**Quoted text:**
What is the purpose of 'use_cache' in decoder?

I am using BartForConditionalGeneration for text summarization.
The ‘use_cache’ option is True by default when pre-training the Bart.

Purpose: The purpose of ‘use_cache’ option seems speed-up decoding.
(https://github.com/huggingface/transformers/blob/d822ab636b6a14ed50f7bca0797c1de42c19de61/src/transformers/modeling_bart.py#L120-L122)

Implementation: When ‘use_cache’ = True, the decoder use only the last time steps of input_ids & positional embedding.
(https://github.com/huggingface/transformers/blob/d822ab636b6a14ed50f7bca0797c1de42c19de61/src/transformers/modeling_bart.py#L551-L553)

Can anyone explain how above purpose & implementation are related?

Thank you

1 Like

Hi @lifelongeek!

The cache is only used for generation, not for training.

Say you have M input tokens and want to generate N out put tokens.

Without cache, the model computes the M hidden states for the input, then generates a first output token. Then, it computes the hidden state for the first generated token, and generates a second one. Then, it computes the hidden state for the first two generated tokens to generate the third one, and so on an so forth.

**Recorded data:**

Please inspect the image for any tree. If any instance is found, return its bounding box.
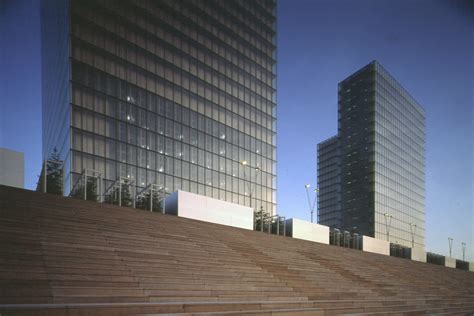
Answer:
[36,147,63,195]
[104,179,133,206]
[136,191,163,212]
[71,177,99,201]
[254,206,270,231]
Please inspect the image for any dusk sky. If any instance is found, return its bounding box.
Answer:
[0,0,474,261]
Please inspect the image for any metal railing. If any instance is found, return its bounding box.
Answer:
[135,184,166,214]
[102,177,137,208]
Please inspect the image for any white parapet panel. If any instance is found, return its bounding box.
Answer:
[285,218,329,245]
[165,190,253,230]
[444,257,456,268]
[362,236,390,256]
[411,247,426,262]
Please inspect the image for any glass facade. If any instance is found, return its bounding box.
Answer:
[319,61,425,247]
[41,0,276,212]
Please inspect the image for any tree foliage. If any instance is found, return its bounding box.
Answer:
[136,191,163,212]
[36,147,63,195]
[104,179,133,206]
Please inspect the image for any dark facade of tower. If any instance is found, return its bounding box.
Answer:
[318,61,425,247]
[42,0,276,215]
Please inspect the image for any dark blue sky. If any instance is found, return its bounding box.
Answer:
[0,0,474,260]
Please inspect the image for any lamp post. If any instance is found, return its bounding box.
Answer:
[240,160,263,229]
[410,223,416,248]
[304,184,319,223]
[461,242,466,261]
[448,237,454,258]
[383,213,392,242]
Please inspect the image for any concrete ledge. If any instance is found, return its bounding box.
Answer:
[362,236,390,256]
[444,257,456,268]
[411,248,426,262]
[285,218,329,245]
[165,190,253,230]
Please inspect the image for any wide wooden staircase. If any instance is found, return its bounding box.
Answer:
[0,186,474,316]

**Required tasks:**
1. In the forum thread about BART's 'use_cache' option, which model class is the original poster using for text summarization?
2. Carry the forum thread about BART's 'use_cache' option forward from its last sentence.

**Answers to the tasks:**
1. BartForConditionalGeneration.

2.
However, since the output side is auto-regressive, an output token hidden state remains the same once computed for every further generation step, so recomputing it every time we want to generate a new token seems wasteful.

With the cache, the model saves the hidden state once it has been computed, and only computes the one for the most recently generated output token at each time step, re-using the saved ones for hidden tokens. This reduces the generation complexity from O(n^3) to O(n^2) for a transformer model.

Hope that helps, let me know if you have any further questions!

7 Likes

Thank you for the clarification :grin:

Would this cache also be used if I call the generate method multiple times with the same conditional text as input?
I’d like to see the intermediate results of the prediction but I don’t want to calculate the hidden states unnecessarily many times.

1 Like

I have the same use case as @yjernite. I’ll need to call the generate multiple times with some shared input_ids. I’d like to cache these computations.
I’m looking into how to implement this. It would be great if Huggingface supports it.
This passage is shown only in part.